%%
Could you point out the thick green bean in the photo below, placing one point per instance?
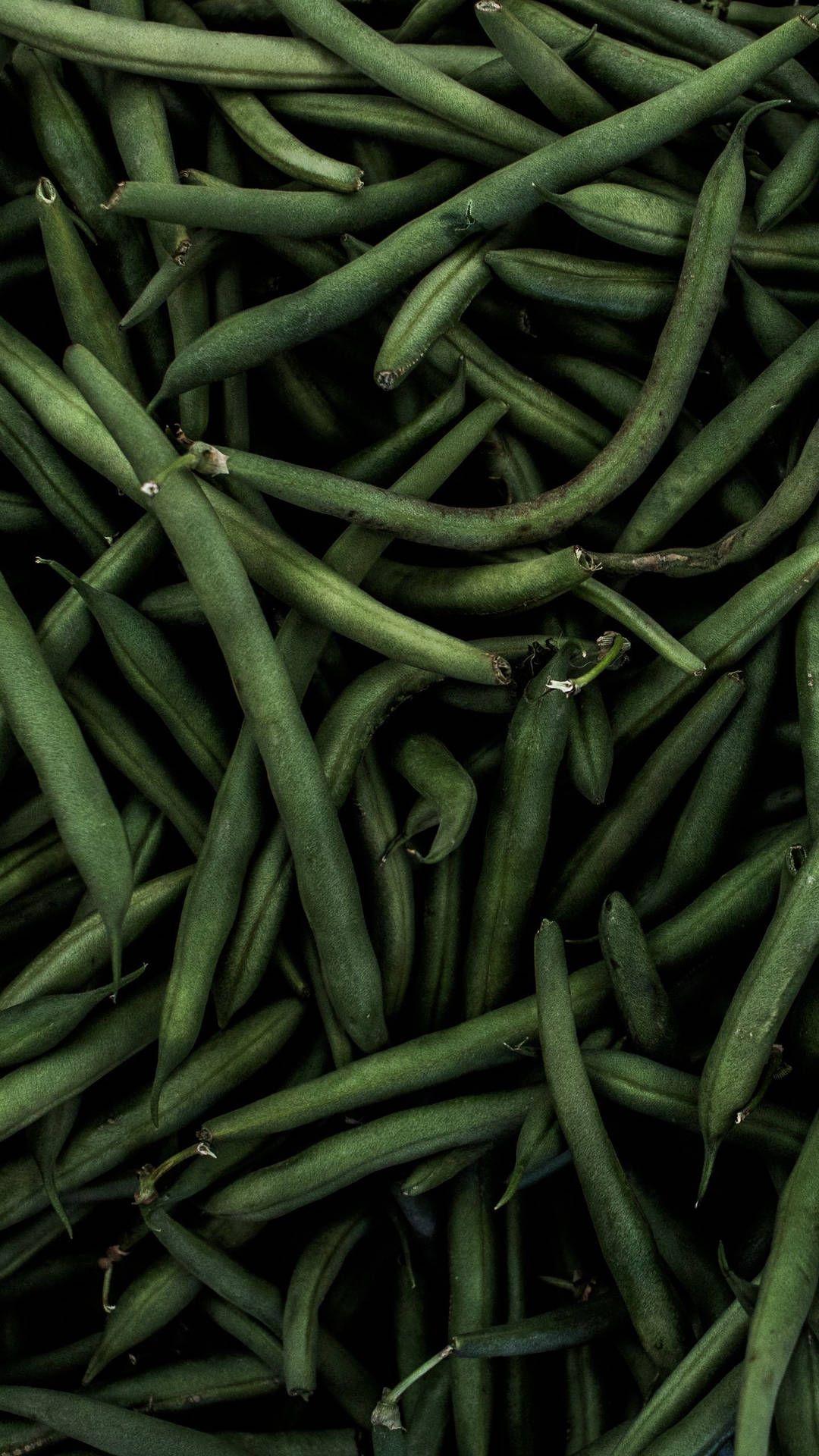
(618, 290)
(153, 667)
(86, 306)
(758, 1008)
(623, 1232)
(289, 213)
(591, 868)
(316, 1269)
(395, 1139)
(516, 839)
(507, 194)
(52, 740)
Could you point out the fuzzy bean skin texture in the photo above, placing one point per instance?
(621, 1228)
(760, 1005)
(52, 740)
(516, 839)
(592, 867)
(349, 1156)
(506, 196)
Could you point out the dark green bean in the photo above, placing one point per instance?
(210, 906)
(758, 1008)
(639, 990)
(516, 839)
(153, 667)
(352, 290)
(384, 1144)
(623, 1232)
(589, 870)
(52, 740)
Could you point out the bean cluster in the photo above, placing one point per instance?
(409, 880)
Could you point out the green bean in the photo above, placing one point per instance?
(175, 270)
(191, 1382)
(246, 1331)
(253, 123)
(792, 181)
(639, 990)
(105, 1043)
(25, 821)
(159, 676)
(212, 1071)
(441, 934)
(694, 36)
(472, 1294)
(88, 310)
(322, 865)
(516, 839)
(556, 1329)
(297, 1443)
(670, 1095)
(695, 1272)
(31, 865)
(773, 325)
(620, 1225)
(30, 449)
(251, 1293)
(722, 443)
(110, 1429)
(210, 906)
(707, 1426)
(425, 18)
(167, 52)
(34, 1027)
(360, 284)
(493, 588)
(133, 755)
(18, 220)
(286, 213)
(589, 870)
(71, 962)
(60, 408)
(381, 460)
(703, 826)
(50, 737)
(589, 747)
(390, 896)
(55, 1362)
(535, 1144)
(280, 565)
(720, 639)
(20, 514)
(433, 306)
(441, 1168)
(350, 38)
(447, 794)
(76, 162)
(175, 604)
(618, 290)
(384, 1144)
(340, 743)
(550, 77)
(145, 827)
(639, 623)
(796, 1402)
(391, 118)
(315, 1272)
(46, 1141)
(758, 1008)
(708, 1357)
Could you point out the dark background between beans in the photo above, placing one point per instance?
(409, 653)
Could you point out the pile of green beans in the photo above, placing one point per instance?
%%
# WORK TO COMPLETE
Which lines run from the one containing "Could you point out the dark background" to the end of the entries above? Print them exactly, both ends included, and nothing else.

# RESULT OF THE EXERCISE
Could you point out the dark background between beans in the photo above, placing one point per instance?
(409, 653)
Could you point out the pile of green beans in the photo above, placing one point per instance?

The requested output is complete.